** begin Document segment **
Background and Purpose

CEST spectra are commonly described using the Bloch-McConnell equations, and numerical solutions to these equations have been developed [1-3]. While numerical computations are valuable for simulations, they tend to be time-consuming and require extensive experience for Z-spectral fittings [4-6]. In response to the challenges of Z-spectral analysis, various approximations have been proposed [7-15]. The most prevalent approach involves asymmetry analysis of CEST spectra with respect to the water proton resonance. This method assumes that contaminating effects on the CEST signal are symmetric, making it inadequate for addressing contaminations caused by intrinsic asymmetric effects like semi-solid magnetization transfer (MT). Another commonly used quantification method is the multicomponent CEST Z-spectral fitting, which models the Z-spectrum as a sum of Lorentzian functions corresponding to the exchanging components [16-18].
In this study, we have derived an analytical solution for the Bloch-McConnell equations pertaining to steady-state Z-spectra. With this precise mathematical expression for Z-spectra in two-pool exchange systems, we will demonstrate direct Z-spectral fitting and compare it with numerical solutions.

Theoretical considerations and Methods

The analytical solution for the Bloch–McConnell equations in a steady-state two-pool exchange system is obtained by directly solving the set of differential equations in matrix form for the inverse matrices' components. We derive this analytical solution for steady-state CEST Z-spectra by directly solving for the steady-state magnetization of water (pool a), denoted as $$$ \frac{M_{z,ss}^a}{M_0^a}=\frac{M_z^a (t_{sat}=∞)}{M_0^a} $$$ as a function of the saturation offset, denoted as $$$ω≡X$$$.
** end Document segment **
Given problem 1:
Answer these questions about the CEST passage:
(a) What does the most prevalent approach to Z-spectral analysis involve?
(b) In multicomponent CEST Z-spectral fitting, what is the Z-spectrum modeled as?
(c) Which pool is water designated as?
Given problem 2: Edit the CEST passage between "Theoretical considerations and" and "denoted as $$$ω≡X$$$.", inclusive, replacing "differential equations" with "rate equations".
Given problem 3: Continue the CEST passage from where it stops.
The rows that come next are not needed.
** begin Raw data **
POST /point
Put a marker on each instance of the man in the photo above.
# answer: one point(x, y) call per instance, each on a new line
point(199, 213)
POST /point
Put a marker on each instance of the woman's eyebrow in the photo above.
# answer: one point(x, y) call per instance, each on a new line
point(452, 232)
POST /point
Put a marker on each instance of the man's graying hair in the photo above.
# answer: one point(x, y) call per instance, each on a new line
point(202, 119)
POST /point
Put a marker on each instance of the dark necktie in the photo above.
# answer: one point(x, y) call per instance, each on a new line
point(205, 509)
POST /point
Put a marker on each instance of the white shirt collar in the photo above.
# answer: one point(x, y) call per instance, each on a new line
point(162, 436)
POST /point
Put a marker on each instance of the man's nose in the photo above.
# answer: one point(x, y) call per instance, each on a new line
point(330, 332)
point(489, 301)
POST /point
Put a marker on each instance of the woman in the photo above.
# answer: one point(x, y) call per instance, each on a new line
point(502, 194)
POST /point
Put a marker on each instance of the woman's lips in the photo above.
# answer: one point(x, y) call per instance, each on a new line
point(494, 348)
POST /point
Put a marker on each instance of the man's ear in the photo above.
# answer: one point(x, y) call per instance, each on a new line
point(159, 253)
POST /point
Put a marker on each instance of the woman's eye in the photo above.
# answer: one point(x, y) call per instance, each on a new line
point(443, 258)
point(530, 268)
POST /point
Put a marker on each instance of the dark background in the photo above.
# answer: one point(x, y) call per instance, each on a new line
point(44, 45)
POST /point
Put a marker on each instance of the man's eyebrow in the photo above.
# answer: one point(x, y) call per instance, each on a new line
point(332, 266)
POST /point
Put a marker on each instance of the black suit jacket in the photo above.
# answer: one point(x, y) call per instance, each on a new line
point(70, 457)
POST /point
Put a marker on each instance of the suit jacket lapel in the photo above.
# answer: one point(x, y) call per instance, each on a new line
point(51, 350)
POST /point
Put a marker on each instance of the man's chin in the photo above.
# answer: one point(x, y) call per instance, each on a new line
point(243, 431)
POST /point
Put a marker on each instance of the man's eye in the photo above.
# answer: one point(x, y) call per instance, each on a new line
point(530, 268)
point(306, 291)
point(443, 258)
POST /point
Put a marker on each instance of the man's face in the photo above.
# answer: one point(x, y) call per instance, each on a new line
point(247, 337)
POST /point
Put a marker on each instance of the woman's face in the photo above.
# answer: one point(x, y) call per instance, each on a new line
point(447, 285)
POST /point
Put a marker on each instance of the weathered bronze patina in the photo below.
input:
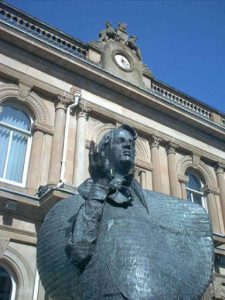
** end Raw data **
Written reply 1:
(a) It involves asymmetry analysis of CEST spectra with respect to the water proton resonance.
(b) It is modeled as a sum of Lorentzian functions corresponding to the exchanging components.
(c) Water is designated as pool a.

Written reply 2:
Theoretical considerations and Methods

The analytical solution for the Bloch–McConnell equations in a steady-state two-pool exchange system is obtained by directly solving the set of rate equations in matrix form for the inverse matrices' components. We derive this analytical solution for steady-state CEST Z-spectra by directly solving for the steady-state magnetization of water (pool a), denoted as $$$ \frac{M_{z,ss}^a}{M_0^a}=\frac{M_z^a (t_{sat}=∞)}{M_0^a} $$$ as a function of the saturation offset, denoted as $$$ω≡X$$$.

Written reply 3:
Results

The analytic form of the steady-state Z-spectrum in a two-pool exchange system is obtained as the equation: $$ 1-Z(X)=\frac{ω_1^2 (AX^2-Bω_b X+C)} {DX^2 (X-ω_b )^2+(E+Fω_1^2 ) X^2-(Gω_1^2+H) ω_b X+I} $$ Here, ω₁ is the intensity of the saturation pulse, ω_b is the Larmor frequency of the exchangeable protons (all terms involving ω are in units of rad/s), and the capital letters denote constants that encompass various contributions from the physical parameters of the pools, including exchange rates, proton concentrations, saturation parameters, and relaxation rates. This analytical solution incorporates both exchange and saturation parameters.
We compared and validated the analytic solution for steady-state Z-spectra with the numerical solutions derived from the Bloch–McConnell equations under prolonged saturation. The analytical solution accurately reproduces the spectra obtained through numerical methods for the steady-state magnetization of two exchanging pool systems (Fig. 1-2). Through direct fitting of the simulated CEST spectra with this analytical solution, we demonstrated the determination of the physical parameters of the exchange system (Fig. 3). Furthermore, the analytical solution allows the fitting of sparsely sampled Z-spectra to reconstruct complete spectra.
Additionally, we confirmed that the exact solution of a Z-spectrum can be approximated by the summation of multi-pool components in the form of Lorentzian functions. We also derived and discussed the analytical solution for three-pool Z-spectra in a similar manner.

Discussion and conclusion

Previously, there was no straightforward analytical solution available for the Bloch-McConnell equations to accurately describe and fit entire Z-spectra. Instead, fitting methods based on numerical solutions were commonly used. These methods involve calculating pool magnetization under CEST conditions using ordinary differential equations [2, 19, 20]. However, these numerical methods had a major drawback in terms of processing time. On a typical desktop computer, fitting a single Z-spectrum could take up to an hour [5, 6]. The primary reason for this extended duration is the computational cost associated with repeatedly computing matrix inversions for every saturation frequency offset during each iteration of the Z-spectrum fitting algorithm. In contrast, the analytic fitting method presented in this paper involves computing the matrix inversion only once to obtain the analytical solution for the Z-spectrum. With this analytical solution, the fitting algorithm requires rapid iterations using straightforward arithmetic computations. As a result, in contrast to numerical solution-based fitting, which can take up to an hour [5, 6], the analytical solution significantly reduces the fitting time to seconds.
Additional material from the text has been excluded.